- **Ваши задачи**
a – Ответьте по рассуждению о стихах в пьесе Пушкина на три вопроса:
(i) Что Пушкин предлагает вместо буквального «подражания»?
(ii) Чем названы стихи с учетом того, что в реальной жизни никто стихами не разговаривает?
(iii) Каким Пушкин называет стиль трагедии?
b – Продолжите рассуждение о стихах в пьесе Пушкина с того места, на котором оно обрывается.

Итак, свобода творческого процесса, основанная и на философии, и на знании истории, и на живости воображения, но все-таки свобода, а не рабское «подражание изящной природе». Вместо буквального «подражания» Пушкин предлагает обобщенные образы, выраженные в условной форме — стихе. Почему поэт в этой пьесе преимущественно «предпочитает выражать мысли свои стихами» и почему настаивает на том, что зрителю необходимо «усилием воображения согласиться… к стихам»? Действительно, в реальной жизни никто стихами не разговаривает; стихи — это уже преувеличение, гротеск. Чем вызвана необходимость такой условной формы?

«…Стиль трагедии смешанный. Он… низкий там, где мне приходилось выводить людей простых и грубых…»[71] — отмечал Пушкин.

- **Строки**

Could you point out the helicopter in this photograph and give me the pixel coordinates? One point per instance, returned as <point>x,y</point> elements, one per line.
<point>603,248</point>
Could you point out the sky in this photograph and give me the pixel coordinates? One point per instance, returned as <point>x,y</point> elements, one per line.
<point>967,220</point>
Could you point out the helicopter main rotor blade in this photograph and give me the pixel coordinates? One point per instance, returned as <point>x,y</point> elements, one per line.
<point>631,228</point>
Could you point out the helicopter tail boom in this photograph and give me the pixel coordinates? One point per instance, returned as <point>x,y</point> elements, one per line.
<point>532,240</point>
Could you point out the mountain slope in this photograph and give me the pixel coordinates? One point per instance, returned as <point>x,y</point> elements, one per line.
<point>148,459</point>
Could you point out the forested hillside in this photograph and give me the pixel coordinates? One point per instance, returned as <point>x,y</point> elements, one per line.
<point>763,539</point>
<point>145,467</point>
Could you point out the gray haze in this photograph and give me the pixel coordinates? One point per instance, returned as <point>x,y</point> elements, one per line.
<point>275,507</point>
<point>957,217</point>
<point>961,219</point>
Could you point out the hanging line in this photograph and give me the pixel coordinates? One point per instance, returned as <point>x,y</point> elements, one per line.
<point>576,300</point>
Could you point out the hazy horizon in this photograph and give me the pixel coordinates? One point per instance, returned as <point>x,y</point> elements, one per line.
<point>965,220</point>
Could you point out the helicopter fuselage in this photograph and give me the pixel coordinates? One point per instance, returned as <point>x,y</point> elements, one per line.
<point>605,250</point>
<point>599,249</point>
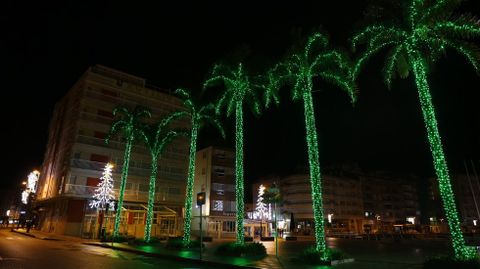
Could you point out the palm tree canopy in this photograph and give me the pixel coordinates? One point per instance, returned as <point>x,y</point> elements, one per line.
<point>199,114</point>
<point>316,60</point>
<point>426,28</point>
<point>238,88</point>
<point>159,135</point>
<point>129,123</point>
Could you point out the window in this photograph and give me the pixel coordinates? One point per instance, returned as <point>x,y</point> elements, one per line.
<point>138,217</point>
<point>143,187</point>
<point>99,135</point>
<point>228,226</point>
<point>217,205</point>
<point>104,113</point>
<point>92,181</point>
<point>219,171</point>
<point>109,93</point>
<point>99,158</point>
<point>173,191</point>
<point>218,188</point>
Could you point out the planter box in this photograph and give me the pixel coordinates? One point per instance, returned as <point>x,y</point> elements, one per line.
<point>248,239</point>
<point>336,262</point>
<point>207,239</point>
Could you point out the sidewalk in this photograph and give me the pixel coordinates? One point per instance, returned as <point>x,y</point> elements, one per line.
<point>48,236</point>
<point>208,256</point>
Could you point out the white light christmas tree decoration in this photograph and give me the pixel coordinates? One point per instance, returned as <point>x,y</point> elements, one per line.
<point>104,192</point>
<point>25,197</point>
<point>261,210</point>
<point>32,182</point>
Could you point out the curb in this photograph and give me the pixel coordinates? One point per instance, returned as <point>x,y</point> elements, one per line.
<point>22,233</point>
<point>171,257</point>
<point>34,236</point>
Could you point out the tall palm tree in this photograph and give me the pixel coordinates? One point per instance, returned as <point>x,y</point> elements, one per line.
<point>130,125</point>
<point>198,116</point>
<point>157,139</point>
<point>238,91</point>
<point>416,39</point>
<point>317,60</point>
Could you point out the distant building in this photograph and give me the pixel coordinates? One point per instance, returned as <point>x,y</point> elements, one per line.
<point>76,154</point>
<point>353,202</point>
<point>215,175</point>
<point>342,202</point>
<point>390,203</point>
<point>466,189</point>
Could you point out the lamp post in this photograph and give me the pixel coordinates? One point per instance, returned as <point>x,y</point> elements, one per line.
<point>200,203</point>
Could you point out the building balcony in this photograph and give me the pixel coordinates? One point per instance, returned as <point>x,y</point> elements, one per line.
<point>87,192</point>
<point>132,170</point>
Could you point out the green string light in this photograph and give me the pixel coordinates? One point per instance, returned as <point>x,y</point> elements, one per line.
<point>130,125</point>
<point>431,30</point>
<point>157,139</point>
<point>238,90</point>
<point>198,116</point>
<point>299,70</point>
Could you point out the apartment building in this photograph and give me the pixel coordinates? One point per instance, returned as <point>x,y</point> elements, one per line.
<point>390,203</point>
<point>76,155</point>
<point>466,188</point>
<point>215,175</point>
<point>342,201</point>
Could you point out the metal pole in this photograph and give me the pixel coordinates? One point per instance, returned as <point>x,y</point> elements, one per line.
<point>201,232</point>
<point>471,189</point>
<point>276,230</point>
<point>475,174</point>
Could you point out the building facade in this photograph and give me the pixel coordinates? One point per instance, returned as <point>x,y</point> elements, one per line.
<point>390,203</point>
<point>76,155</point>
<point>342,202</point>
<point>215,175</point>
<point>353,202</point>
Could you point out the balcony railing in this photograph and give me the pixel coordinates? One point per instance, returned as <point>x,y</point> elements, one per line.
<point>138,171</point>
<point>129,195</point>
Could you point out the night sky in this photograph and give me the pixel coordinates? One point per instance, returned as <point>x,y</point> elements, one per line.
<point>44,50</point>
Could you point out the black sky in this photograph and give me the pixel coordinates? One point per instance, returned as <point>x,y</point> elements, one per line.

- **Готовые решения**
a –
(i) Обобщенные образы, выраженные в условной форме — стихе.
(ii) Преувеличением, гротеском.
(iii) Смешанным: низким там, где ему приходилось выводить людей простых и грубых.

b –
Говоря о «простых и грубых» людях, поэт, очевидно, менее всего предполагал их социальное положение: почти все народные сцены написаны стихами, а патриарх, бояре и даже сам царь иногда говорят «презренной прозой». Более того, одни и те же действующие лица говорят то стихами, то прозой. Следовательно, «простые и грубые» — это не есть характеристика того или иного персонажа. Очевидно, одни и те же люди бывают у Пушкина либо «простыми и грубыми», либо какими-то иными. Может быть, «стиль низкий» там, где люди пребывают в «простом и грубом» состоянии души, т.е. когда они поступают обыденно, просто; их действия и эмоциональное состояние не требуют, как казалось поэту, выражения в какой-то особой, строго зафиксированной ритмической форме. В этих случаях, наверное, поэт писал прозой.

Но для действий, обусловливаемых не обычными обстоятельствами, а «предполагаемыми воображением» поэта, для выражения не обыкновенных, а «истинных страстей» требуется, очевидно, форма, тождественная этим «неправдоподобным сочинениям… вымыслам».

Еще Андрей Белый заметил, что у Пушкина «…стихи, форма… удивительно естественна. Она тождественна смыслу»[72].

Поэтому разгадать пушкинскую форму — стихи, быть может, означает разгадать многое из того, что считается неясным и после анализа действия.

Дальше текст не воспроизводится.